What to do
Can you render every line of the material below as a numbered list, omitting blank lines and leaving the pictures out?
** begin Extracted material **
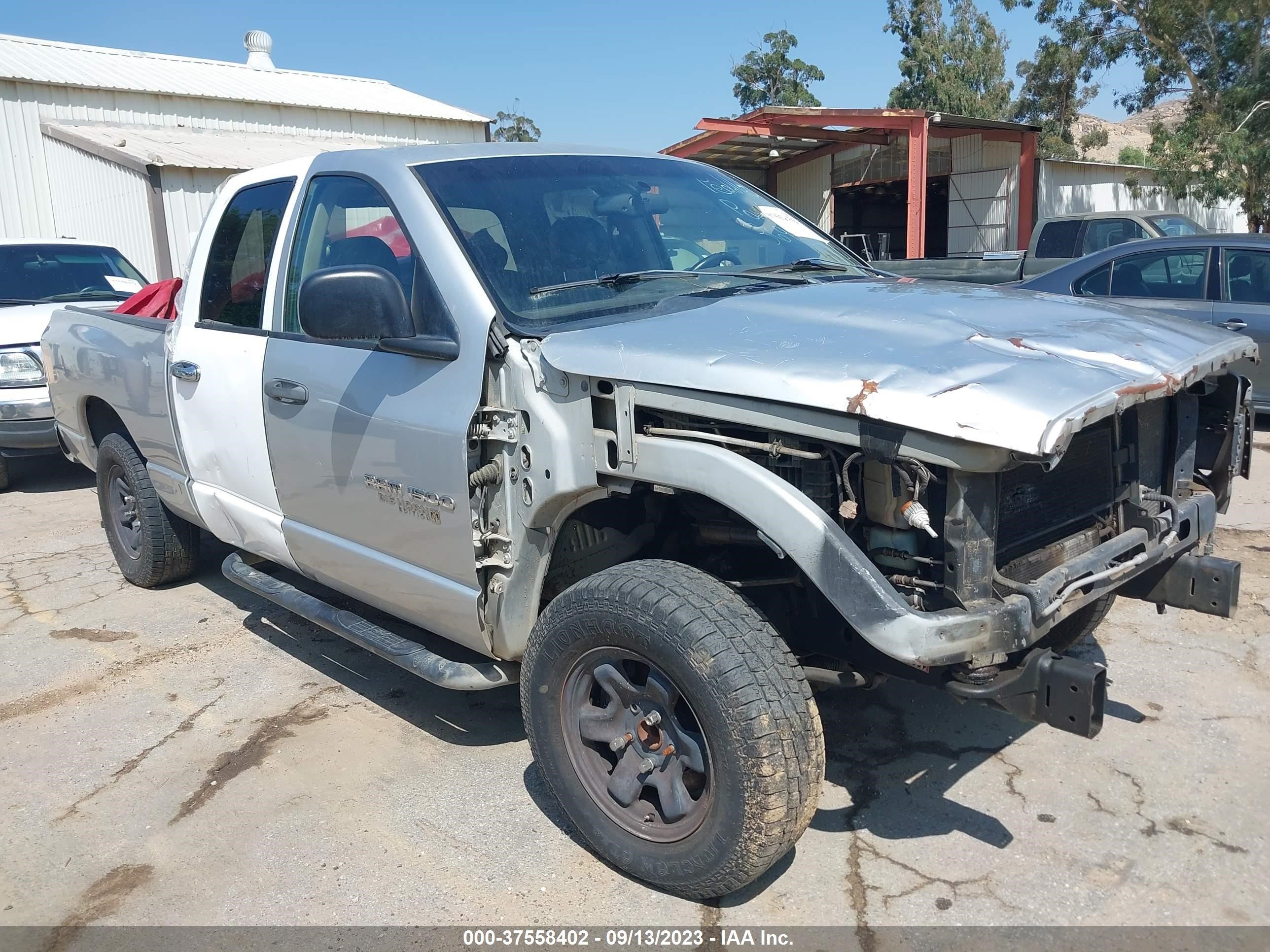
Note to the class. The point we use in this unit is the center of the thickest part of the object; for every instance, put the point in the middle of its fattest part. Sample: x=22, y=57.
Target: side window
x=1178, y=276
x=1247, y=276
x=1096, y=283
x=1058, y=239
x=345, y=221
x=1104, y=233
x=238, y=262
** end Extracted material **
Answer below
1. Note to the class. The point we use in this unit is the center of the thickest part of the object; for every instance, put the point in the middle of its fattest part. Sample: x=22, y=57.
2. Target: side window
3. x=1178, y=276
4. x=1247, y=276
5. x=1096, y=283
6. x=1058, y=239
7. x=345, y=221
8. x=1104, y=233
9. x=238, y=262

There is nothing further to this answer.